_YOUR TASK_:
Transcribe the records below word for word, leaving every picture out.

++++++

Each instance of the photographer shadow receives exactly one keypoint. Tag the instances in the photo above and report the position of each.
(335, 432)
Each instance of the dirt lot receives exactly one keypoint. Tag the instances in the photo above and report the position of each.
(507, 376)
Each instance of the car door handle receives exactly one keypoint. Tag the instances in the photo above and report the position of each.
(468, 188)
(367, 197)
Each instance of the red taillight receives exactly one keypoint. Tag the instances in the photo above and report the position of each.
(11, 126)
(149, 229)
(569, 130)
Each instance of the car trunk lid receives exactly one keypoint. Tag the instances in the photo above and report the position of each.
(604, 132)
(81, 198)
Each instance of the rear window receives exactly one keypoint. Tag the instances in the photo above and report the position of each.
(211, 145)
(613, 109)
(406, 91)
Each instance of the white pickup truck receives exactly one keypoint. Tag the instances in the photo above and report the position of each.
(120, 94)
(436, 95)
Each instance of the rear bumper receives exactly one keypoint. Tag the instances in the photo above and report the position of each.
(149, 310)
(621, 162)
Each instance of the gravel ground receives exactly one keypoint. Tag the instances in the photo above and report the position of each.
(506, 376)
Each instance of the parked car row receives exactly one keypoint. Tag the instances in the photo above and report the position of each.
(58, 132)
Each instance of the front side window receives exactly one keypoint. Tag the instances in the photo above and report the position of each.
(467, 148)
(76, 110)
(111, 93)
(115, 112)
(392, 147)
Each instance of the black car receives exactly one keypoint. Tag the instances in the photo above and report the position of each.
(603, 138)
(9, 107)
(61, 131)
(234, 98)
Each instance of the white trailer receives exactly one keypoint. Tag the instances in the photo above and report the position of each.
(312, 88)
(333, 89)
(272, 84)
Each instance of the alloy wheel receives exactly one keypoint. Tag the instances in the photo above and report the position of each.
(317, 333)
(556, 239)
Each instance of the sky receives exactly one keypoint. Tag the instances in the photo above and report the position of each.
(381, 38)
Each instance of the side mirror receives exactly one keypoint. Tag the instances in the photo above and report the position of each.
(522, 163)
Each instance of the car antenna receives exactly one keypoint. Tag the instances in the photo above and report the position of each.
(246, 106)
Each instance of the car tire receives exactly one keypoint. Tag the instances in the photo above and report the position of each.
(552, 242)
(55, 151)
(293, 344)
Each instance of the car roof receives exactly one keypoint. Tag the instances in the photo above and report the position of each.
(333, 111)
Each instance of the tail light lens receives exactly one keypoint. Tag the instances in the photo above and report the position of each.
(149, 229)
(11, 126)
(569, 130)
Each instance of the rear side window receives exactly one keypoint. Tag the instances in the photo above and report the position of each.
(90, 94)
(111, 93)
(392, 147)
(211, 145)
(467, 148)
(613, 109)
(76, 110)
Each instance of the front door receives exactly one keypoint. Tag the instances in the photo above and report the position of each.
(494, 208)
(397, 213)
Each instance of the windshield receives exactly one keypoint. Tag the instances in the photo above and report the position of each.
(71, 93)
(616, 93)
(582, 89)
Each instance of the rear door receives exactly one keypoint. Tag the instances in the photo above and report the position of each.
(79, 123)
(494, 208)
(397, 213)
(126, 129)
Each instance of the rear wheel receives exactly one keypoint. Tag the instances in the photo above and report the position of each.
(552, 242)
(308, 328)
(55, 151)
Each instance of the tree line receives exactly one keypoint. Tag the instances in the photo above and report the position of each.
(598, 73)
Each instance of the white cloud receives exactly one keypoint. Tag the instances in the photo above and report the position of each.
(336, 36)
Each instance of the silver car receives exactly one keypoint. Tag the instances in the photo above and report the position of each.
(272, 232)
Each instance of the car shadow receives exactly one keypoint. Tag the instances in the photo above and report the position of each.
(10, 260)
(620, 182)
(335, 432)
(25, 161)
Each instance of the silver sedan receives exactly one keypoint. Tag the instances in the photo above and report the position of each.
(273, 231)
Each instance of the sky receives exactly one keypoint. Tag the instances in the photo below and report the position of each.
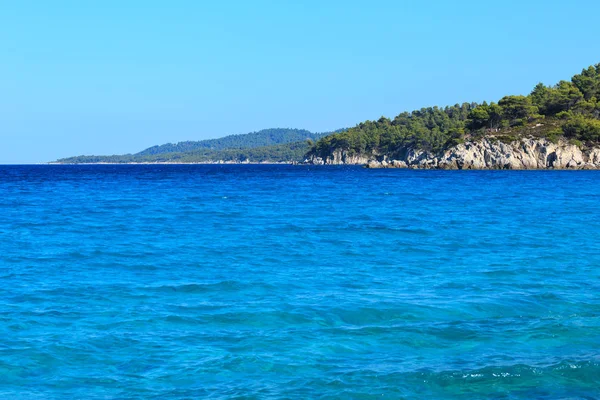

++++++

_ANSWER SECTION_:
Each instance of the photographer shadow receives exactly one keypoint. Tag the instances in the photo above and report the position of each.
(335, 432)
Each instance of the dirt lot receives exactly one keypoint. Tag the instances in the photo above and report the position of each.
(507, 376)
Each instance of the car door handle receives exactly one keypoint. Tag the instances in the photo above and report the position of each.
(468, 188)
(367, 197)
Each instance of the red taillight receives exactly one keypoint. Tag the instances in the photo above and report the position of each.
(11, 126)
(149, 229)
(569, 130)
Each instance of the car trunk lid receives exactly one keypoint. Tag the instances in the photo above and report the position of each.
(604, 132)
(81, 198)
Each instance of the rear window receives exactly one keypoint. Tag the instances in the photo above and report the position of each.
(211, 145)
(613, 109)
(406, 91)
Each instance of the white pickup truck receives exactly one keypoint. Tag the instances in the photo above and report the position of each.
(120, 94)
(436, 95)
Each instance of the rear bumper receives exactly one keypoint. Tag the instances in the photo above and report the position of each.
(149, 310)
(621, 162)
Each instance of the gravel ground receives exactly one keypoint. Tag the instances in the photo above and report the position of each.
(506, 376)
Each instance of the parked car row receives exactly one keypoint. Tag the instances in the photo above and report the position of each.
(58, 132)
Each instance of the front side window receives exactly one keypoint. Tag the instances in the photo above and report the position of each.
(467, 148)
(76, 110)
(111, 93)
(115, 112)
(392, 147)
Each instance of the black car receives exactly one keypoint. Tag the instances in the photo above and report the position of each.
(603, 138)
(9, 107)
(61, 131)
(234, 98)
Each instance of the white trailer receives exactly one keypoint. Tag the instances in the photo above and report the position of each.
(312, 88)
(333, 89)
(272, 84)
Each instance of the alloy wheel receives exactly one keypoint. Tag the instances in the photo above and report the position of each.
(317, 333)
(556, 239)
Each instance of the sky receives exactly one keypoint. Tag the instances in the photo above and report the position of each.
(381, 38)
Each instance of the side mirror receives exactly one keypoint. Tag the instances in the photo above and report the position of each.
(522, 163)
Each instance of the car antenna receives exactly one keypoint. Tag the instances in the photo above and report the position of each.
(246, 106)
Each instance of the car tire receives exactly one keypoint. Tag the instances in the photo above and report the position of each.
(552, 242)
(55, 151)
(293, 344)
Each instance of the car roof receives exactly one keypoint. Tag the instances in the photo above and report the position of each.
(333, 111)
Each instance of the tail light lens receives exactly one keypoint. Tag the instances in the photo above and report the position of each.
(149, 229)
(11, 126)
(569, 130)
Each instance of the rear side window receives exactly one keypoint. Tag the instances in the photo above and report the position of each.
(90, 94)
(111, 93)
(392, 147)
(211, 145)
(467, 148)
(613, 109)
(76, 110)
Each instance of the front door receives exactly one keypoint. Tag the instances in the photo above and report the position of each.
(494, 208)
(397, 213)
Each instance of the windshield receives exactly one keypoint. Tag the instances in the photo above and report the position of each.
(71, 93)
(616, 93)
(582, 89)
Each instance of the rear door receives exactly one keypoint. Tag the instances in the photo above and report the position of each.
(79, 123)
(494, 208)
(397, 213)
(126, 129)
Each instance of the rear wheel receives exactly one keypoint. Tag the instances in the photo above and report the position of each.
(552, 242)
(308, 328)
(55, 151)
Each instance of the tree line receives exactly one keypoint. Tag the instances in the photo above and report the position of each.
(598, 73)
Each instance of the white cloud receives exactly one keypoint. Tag the instances in the photo above and report the position of each.
(336, 36)
Each instance of the silver car receives exactly one keypoint. Tag the instances in the photo above and report the position of each.
(272, 232)
Each instance of the car shadow receives exactly one keypoint. Tag the instances in the photo above and report the position of each.
(10, 260)
(620, 182)
(335, 432)
(25, 161)
Each instance of the silver sedan receives exactly one keypoint. Tag the instances in the photo above and report the position of each.
(273, 231)
Each instance of the sky receives exactly one keypoint. Tag the instances in the photo below and report the position of each.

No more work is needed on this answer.